══ Quoted passage ══

If anyone lives in or near Flushing and would like to scope out some (or all!) of the mentioned eateries, I welcome you to leave me a comment on this post – happy to offer a guest blogger a place to post some reviews. Your review(s) would be listed under “yummy stuff” for future reference.

The same goes for anyone who has a restaurant review from their own haunts….

Chicken with Cucumbers

This is a fantastic summer dish that is a snap to put together if you have cooked chicken on hand: roasted, rotisserie, poached, braised, grilled, smoked – they’re all good for this. You can also simmer some chicken especially for it. Whatever piece or cooking method you use, I recommend you start with pastured chicken that has been sustainably raised – the freshness and flavor are astounding, and you may never buy another grocery store chicken in your life. For pastured chicken near you, check out Local Harvest.


  • cooked chicken – about 8 oz, any parts you prefer, cut into 1/2″ strips or pulled off the bone into large shreds
  • 3 Persian or Japanese cucumbers (1 English/seedless or 2 plain old cucumbers)
  • 1/2 tsp salt


  • 3 T chicken broth (if you use canned/boxed, low sodium, lowfat is best, since it will be used cold or at room temperature)
  • 1-2 cloves garlic, minced
  • 2 T light soy sauce
  • 1/2 T sugar (brown or raw cane is best)
  • 1 T rice wine vinegar
  • 1 tsp sesame oil


  1. Wash the cucumbers and peel if you prefer.
  2. Using the flat side of the knife blade, gently smack the cucumbers on the cutting board until they crack, then cut into 2″ sections. Toss with salt and let them drain over a bowl for 10 m.
  3. While the cucumbers drain, combine the dressing ingredients.
  4. Arrange cucumbers on serving plate, arrange chicken on top, and drizzle with the dressing.

do ahead:

This makes a great picnic dish: salt and drain the cucumbers, then chill separately from the prepared chicken. Combine the dressing ingredients up to 1 day in advance and chill. Arrange and dress at the picnic place just before serving.

═══

**Short exercise A:** Quote the recipe post word for word, starting with "2. Using the" and going on through "just before serving.".
**Short exercise B:** According to the recipe post, how long should the salted cucumbers drain over a bowl?

══ Records supplied ══

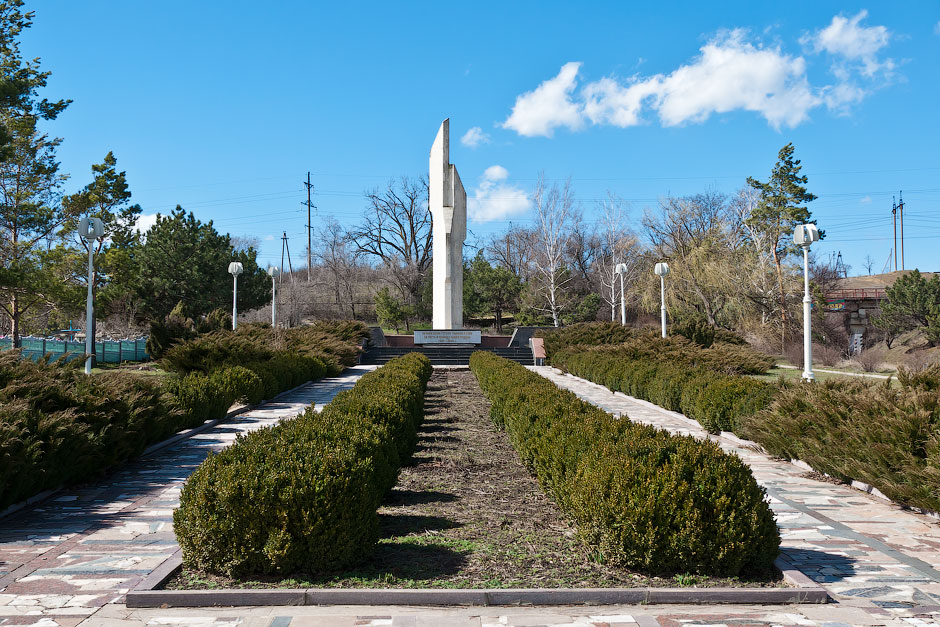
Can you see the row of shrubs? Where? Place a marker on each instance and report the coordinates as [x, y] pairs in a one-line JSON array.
[[59, 426], [206, 383], [610, 333], [642, 497], [886, 436], [654, 373], [303, 495]]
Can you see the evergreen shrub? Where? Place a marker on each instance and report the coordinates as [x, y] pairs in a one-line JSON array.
[[692, 384], [886, 436], [303, 495], [59, 426], [644, 498]]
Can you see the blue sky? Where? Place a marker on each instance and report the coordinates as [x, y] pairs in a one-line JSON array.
[[223, 107]]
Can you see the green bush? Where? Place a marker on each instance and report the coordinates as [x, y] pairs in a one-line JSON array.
[[333, 343], [585, 334], [885, 436], [691, 382], [705, 334], [302, 496], [168, 332], [644, 498], [59, 426]]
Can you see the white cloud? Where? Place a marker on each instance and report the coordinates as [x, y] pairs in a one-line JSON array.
[[145, 221], [607, 102], [474, 137], [847, 38], [495, 199], [732, 72], [548, 106]]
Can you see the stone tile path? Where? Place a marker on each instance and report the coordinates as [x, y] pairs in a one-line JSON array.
[[63, 559], [70, 560]]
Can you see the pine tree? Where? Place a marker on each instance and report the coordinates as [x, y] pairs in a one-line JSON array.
[[781, 208], [30, 214]]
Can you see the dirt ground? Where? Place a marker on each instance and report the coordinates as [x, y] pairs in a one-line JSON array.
[[467, 514]]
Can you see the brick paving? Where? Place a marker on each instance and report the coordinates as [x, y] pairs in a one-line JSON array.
[[70, 560], [63, 559]]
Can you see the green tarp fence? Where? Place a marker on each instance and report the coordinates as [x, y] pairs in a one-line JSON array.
[[108, 351]]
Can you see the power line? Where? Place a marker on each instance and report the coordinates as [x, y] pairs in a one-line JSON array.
[[309, 226]]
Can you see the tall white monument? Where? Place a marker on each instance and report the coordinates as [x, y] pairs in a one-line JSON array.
[[448, 204]]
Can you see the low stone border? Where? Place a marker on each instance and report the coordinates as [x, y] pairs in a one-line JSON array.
[[148, 594]]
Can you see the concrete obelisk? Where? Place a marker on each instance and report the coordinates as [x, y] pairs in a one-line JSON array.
[[448, 204]]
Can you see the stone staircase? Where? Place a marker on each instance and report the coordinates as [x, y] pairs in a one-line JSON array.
[[445, 356]]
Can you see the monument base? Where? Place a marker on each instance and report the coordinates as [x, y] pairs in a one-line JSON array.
[[448, 336]]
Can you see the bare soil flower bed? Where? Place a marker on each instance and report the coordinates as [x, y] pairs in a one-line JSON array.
[[467, 514]]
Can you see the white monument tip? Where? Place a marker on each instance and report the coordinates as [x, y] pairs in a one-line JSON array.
[[447, 201]]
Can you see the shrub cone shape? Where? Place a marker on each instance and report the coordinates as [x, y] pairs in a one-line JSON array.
[[303, 495], [646, 499]]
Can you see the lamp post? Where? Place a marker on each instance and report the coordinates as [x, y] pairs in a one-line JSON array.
[[235, 268], [621, 269], [804, 235], [90, 229], [661, 270], [273, 272]]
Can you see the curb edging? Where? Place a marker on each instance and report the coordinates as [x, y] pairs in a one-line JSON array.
[[147, 594]]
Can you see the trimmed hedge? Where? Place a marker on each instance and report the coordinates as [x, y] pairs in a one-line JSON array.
[[717, 401], [303, 495], [730, 348], [334, 343], [59, 426], [644, 498]]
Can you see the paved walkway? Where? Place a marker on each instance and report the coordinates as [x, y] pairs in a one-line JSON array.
[[63, 559], [74, 557]]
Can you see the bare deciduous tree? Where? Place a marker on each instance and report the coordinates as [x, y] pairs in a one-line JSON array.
[[555, 212], [616, 245], [343, 268], [397, 233], [513, 250]]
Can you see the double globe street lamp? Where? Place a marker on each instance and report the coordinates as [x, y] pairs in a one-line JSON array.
[[621, 269], [273, 272], [90, 229], [804, 235], [661, 270], [235, 268]]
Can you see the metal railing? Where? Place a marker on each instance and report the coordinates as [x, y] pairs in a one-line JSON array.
[[863, 293], [107, 351]]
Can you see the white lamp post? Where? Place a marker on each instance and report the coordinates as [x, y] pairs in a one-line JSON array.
[[273, 272], [804, 235], [661, 270], [235, 268], [621, 269], [90, 229]]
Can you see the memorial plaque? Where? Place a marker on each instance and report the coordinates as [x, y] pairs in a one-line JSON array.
[[448, 336]]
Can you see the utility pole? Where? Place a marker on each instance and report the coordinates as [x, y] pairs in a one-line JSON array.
[[310, 205], [894, 218], [283, 246], [901, 220]]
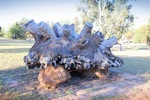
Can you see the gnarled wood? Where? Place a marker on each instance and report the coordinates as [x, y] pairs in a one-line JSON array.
[[61, 48]]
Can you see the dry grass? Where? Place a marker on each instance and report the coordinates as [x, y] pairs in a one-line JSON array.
[[136, 58]]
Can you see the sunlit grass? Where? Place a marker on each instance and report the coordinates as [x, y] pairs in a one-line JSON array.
[[12, 53], [136, 59]]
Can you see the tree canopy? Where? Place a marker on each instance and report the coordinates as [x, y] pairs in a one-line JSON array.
[[112, 17]]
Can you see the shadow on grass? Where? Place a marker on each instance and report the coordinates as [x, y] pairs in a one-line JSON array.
[[14, 50], [136, 65], [19, 83]]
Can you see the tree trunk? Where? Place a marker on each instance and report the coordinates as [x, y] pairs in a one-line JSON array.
[[86, 52]]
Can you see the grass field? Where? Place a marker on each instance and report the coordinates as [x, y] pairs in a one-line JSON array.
[[135, 56]]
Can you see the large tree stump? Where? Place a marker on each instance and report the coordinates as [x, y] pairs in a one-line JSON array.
[[63, 49]]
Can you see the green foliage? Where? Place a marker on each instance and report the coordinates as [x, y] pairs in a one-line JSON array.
[[142, 35], [112, 17], [16, 30]]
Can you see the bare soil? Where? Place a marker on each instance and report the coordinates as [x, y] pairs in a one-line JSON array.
[[23, 84]]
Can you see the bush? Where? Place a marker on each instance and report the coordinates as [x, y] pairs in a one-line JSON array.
[[16, 32]]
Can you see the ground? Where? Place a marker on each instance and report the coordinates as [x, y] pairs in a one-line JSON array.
[[128, 82]]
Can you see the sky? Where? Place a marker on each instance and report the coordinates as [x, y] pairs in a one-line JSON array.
[[56, 10]]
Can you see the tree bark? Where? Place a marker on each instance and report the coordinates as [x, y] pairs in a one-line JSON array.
[[87, 53]]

═══

**Complete output A:**
2. Using the flat side of the knife blade, gently smack the cucumbers on the cutting board until they crack, then cut into 2″ sections. Toss with salt and let them drain over a bowl for 10 m.
  3. While the cucumbers drain, combine the dressing ingredients.
  4. Arrange cucumbers on serving plate, arrange chicken on top, and drizzle with the dressing.

do ahead:

This makes a great picnic dish: salt and drain the cucumbers, then chill separately from the prepared chicken. Combine the dressing ingredients up to 1 day in advance and chill. Arrange and dress at the picnic place just before serving.

**Complete output B:** 10 minutes.